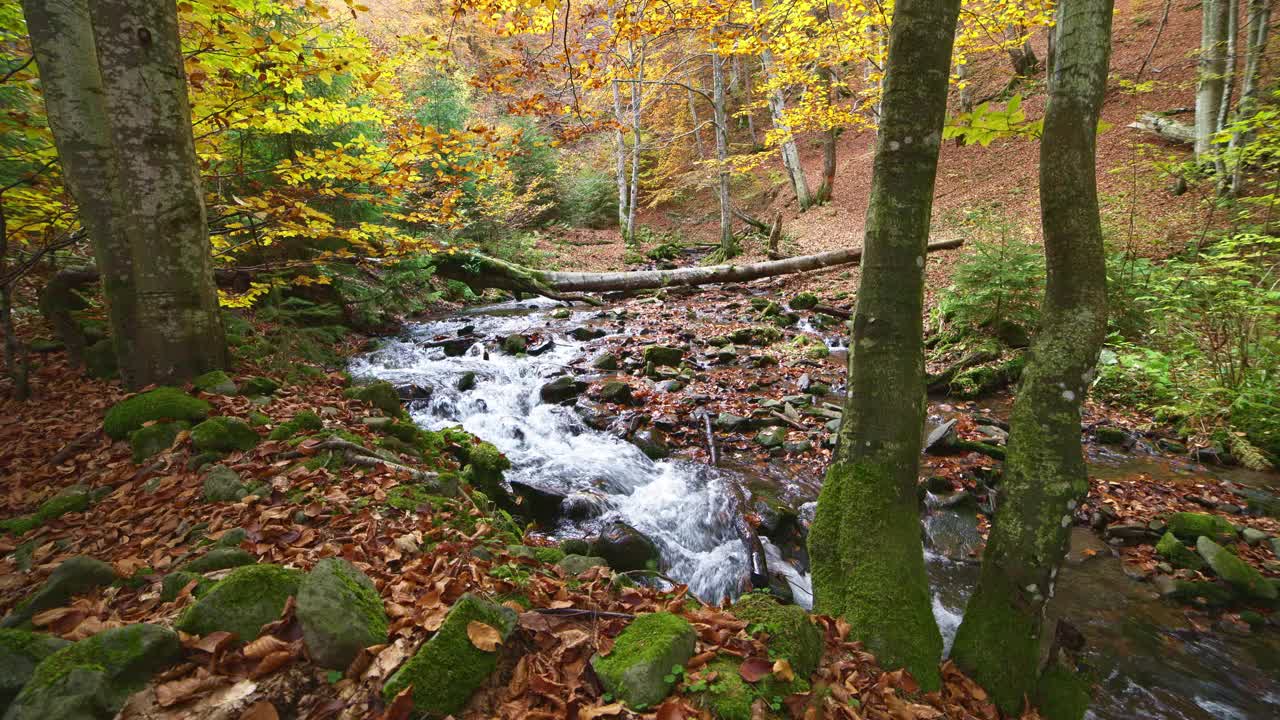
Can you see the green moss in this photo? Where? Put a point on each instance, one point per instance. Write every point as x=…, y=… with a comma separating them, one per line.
x=97, y=674
x=791, y=633
x=223, y=434
x=305, y=420
x=1191, y=525
x=1178, y=554
x=863, y=525
x=638, y=668
x=151, y=440
x=241, y=604
x=159, y=404
x=449, y=668
x=380, y=395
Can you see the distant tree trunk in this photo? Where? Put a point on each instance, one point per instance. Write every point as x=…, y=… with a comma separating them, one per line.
x=777, y=110
x=1002, y=642
x=179, y=329
x=728, y=244
x=62, y=37
x=868, y=563
x=1258, y=24
x=1211, y=74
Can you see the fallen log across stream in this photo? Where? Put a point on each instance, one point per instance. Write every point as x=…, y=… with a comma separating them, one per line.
x=483, y=272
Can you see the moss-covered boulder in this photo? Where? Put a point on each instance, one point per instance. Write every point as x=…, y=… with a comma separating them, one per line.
x=305, y=420
x=215, y=382
x=380, y=393
x=259, y=386
x=1191, y=525
x=341, y=613
x=173, y=583
x=791, y=633
x=220, y=559
x=661, y=355
x=159, y=404
x=639, y=668
x=1178, y=554
x=223, y=434
x=242, y=602
x=155, y=438
x=223, y=484
x=1238, y=573
x=91, y=679
x=446, y=670
x=19, y=654
x=74, y=577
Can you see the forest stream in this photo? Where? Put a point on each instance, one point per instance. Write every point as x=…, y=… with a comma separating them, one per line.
x=1152, y=659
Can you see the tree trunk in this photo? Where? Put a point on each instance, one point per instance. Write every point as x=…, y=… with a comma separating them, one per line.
x=1211, y=72
x=1001, y=642
x=868, y=563
x=728, y=244
x=62, y=37
x=179, y=329
x=777, y=112
x=1258, y=24
x=481, y=272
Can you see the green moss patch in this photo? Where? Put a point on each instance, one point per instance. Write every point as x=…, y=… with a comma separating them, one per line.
x=242, y=602
x=449, y=668
x=159, y=404
x=639, y=669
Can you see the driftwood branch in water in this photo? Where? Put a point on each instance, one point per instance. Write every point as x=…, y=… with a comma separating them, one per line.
x=1165, y=128
x=480, y=272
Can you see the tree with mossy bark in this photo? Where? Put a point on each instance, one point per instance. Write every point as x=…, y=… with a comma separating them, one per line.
x=868, y=561
x=1004, y=642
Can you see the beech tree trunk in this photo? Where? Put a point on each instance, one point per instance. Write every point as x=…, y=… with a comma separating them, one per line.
x=777, y=112
x=1211, y=74
x=179, y=329
x=62, y=37
x=1004, y=641
x=867, y=557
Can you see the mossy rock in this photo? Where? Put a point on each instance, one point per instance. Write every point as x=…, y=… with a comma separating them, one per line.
x=791, y=633
x=159, y=404
x=19, y=654
x=74, y=577
x=242, y=602
x=804, y=301
x=1242, y=575
x=259, y=386
x=639, y=668
x=379, y=393
x=94, y=678
x=223, y=434
x=1178, y=554
x=448, y=669
x=223, y=484
x=305, y=420
x=661, y=355
x=155, y=438
x=341, y=613
x=173, y=583
x=100, y=360
x=215, y=382
x=220, y=559
x=1191, y=525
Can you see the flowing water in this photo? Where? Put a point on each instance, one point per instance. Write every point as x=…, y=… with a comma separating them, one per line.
x=1151, y=660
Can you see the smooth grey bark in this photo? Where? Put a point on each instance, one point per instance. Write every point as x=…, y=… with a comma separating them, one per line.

## [TASK BRIEF]
All of the records above should be reproduced exactly, with the pictures left out.

## [ANSWER BOX]
Can you see the green moss in this photo? Where? Put a point on each instance, one point per instance. Write every point as x=…, y=… with a comma separating them, one per line.
x=97, y=674
x=791, y=633
x=223, y=434
x=305, y=420
x=1191, y=525
x=1178, y=554
x=863, y=525
x=638, y=668
x=151, y=440
x=241, y=604
x=159, y=404
x=449, y=668
x=380, y=395
Can you see the distant tree trunk in this photo? Where? Put a point on each instance, one point per instance. Write every point as x=…, y=… with a comma separating them, one per line.
x=777, y=110
x=1002, y=642
x=179, y=329
x=728, y=244
x=62, y=37
x=868, y=563
x=1258, y=24
x=1211, y=74
Can you see the fallen log across stream in this photo? Where? Put a point on each instance, one point per instance. Write every point as x=…, y=… with a comma separating them, one per line.
x=483, y=272
Can you see the moss-covered boulder in this photo? Where? Put a point on each instance, one point per instance. Write every point as x=…, y=… with a comma separating them, one per line.
x=305, y=420
x=215, y=382
x=380, y=393
x=259, y=386
x=1191, y=525
x=341, y=613
x=173, y=583
x=791, y=633
x=220, y=559
x=661, y=355
x=159, y=404
x=639, y=668
x=1178, y=554
x=223, y=434
x=242, y=602
x=155, y=438
x=223, y=484
x=1238, y=573
x=91, y=679
x=446, y=670
x=19, y=654
x=74, y=577
Can you see the forest stream in this photo? Where? Put a point on each instance, one point per instance. Write every point as x=…, y=… with a comma separating them, one per line.
x=1152, y=659
Can you see the tree trunk in this photo? Where? Put a point on each instance, one point per instance. Write every point as x=…, y=… with a comma separating them, one per line.
x=1211, y=72
x=1001, y=642
x=868, y=563
x=728, y=244
x=62, y=37
x=179, y=329
x=777, y=112
x=1258, y=24
x=481, y=272
Can you see the green moss patch in this photo? Where? Put a point on each instance, one point per instance. Write every point as x=…, y=… with a comma separating them, one per line.
x=242, y=602
x=449, y=668
x=159, y=404
x=639, y=669
Can you see the driftwood branch in water in this photo? Where? Put a point on each instance, one point per instance. Write every point as x=…, y=… with a comma separating them, one per line.
x=1165, y=128
x=480, y=272
Can you see the tree with mossy bark in this photo? Where? Put a point on each instance, one point per instance. Write every point as x=…, y=… with a comma separating them, one per line.
x=868, y=561
x=1004, y=642
Can you see the beech tree trunk in this photo? Where? Put a point on each instance, one point per instance. Write every point as x=…, y=… with a comma separating them, one per line.
x=777, y=112
x=1211, y=74
x=179, y=329
x=62, y=37
x=1004, y=641
x=867, y=557
Can you see the mossy rock in this photo? Where? Put a point on each instance, one point per instance. Write every point as x=…, y=… with a comma separating them, one per line.
x=791, y=633
x=159, y=404
x=19, y=654
x=74, y=577
x=242, y=602
x=804, y=301
x=1242, y=575
x=259, y=386
x=639, y=668
x=379, y=393
x=94, y=678
x=223, y=434
x=1178, y=554
x=448, y=669
x=223, y=484
x=305, y=420
x=661, y=355
x=155, y=438
x=341, y=613
x=173, y=583
x=100, y=360
x=215, y=382
x=220, y=559
x=1191, y=525
Can you see the flowing water in this photo? Where? Put a point on each instance, one point per instance. Write every point as x=…, y=… with a comma separating them, one per line.
x=1151, y=660
Can you see the smooth grey bark in this photo? Where? Put a point on each instance, one point per instance. Write every point as x=…, y=… with a comma separating them, one per line.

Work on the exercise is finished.